Work instructions -
Give everything from the line containing "Practice. Point out each instance of the white cloud" down to the line containing "pixel 291 282" again, swapping "Point out" for "Mark" and keeping everything else as it is.

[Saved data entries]
[start]

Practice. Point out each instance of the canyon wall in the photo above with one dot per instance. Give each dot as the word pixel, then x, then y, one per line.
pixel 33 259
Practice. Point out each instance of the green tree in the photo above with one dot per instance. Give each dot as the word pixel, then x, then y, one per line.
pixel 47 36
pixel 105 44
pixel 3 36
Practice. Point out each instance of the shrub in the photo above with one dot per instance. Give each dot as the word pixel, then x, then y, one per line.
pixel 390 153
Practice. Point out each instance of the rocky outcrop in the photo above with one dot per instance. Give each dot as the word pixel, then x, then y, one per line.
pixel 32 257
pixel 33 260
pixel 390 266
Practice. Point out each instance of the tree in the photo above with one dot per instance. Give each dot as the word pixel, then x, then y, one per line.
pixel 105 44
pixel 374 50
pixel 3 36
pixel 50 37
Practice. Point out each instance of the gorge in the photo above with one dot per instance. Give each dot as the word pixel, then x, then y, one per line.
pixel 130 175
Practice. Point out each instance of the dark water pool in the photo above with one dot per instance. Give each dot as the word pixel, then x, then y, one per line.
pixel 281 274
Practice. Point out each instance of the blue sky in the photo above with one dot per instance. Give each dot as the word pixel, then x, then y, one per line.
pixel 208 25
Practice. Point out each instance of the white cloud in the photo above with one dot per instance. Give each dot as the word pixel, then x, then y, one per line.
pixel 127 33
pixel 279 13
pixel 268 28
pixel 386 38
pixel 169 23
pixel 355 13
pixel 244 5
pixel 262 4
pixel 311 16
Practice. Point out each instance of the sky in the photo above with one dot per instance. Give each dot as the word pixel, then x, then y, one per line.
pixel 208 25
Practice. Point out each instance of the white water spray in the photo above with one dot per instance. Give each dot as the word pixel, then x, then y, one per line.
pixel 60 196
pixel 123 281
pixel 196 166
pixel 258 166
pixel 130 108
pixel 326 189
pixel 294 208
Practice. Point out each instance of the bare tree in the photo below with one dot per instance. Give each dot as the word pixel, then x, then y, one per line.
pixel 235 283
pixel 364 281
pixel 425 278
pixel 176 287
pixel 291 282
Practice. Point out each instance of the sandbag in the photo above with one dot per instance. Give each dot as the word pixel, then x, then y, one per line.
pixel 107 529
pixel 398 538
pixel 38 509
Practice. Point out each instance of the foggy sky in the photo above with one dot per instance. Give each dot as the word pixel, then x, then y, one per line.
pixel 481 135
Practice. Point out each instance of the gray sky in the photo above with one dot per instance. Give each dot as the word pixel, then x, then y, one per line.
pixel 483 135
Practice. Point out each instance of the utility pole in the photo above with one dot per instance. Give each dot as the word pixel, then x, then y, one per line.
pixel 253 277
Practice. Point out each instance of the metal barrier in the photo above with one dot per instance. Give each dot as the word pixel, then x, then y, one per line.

[end]

Task output -
Practice. Mark each instance of the white cloud in the photo above with one dot per instance. Give each dot as the word pixel, then x, then y, one per line.
pixel 127 33
pixel 279 13
pixel 268 28
pixel 386 38
pixel 169 23
pixel 355 13
pixel 244 5
pixel 262 4
pixel 311 16
Practice. Mark each instance of the sky in the photo above with one dot per instance. Give each dot as the word pixel, then x, then y, one per line.
pixel 208 25
Practice. Mark each instance of the white water spray in the photo above with one dot per instance. Give each dot as the word pixel, then x, then y, one per line.
pixel 60 196
pixel 123 281
pixel 196 166
pixel 258 166
pixel 130 108
pixel 326 189
pixel 294 208
Practice. Mark each instance of the bare tree in the photo below with one dot per instance. Give each dot as the word pixel, then x, then y, one per line.
pixel 235 283
pixel 364 281
pixel 425 278
pixel 176 287
pixel 291 282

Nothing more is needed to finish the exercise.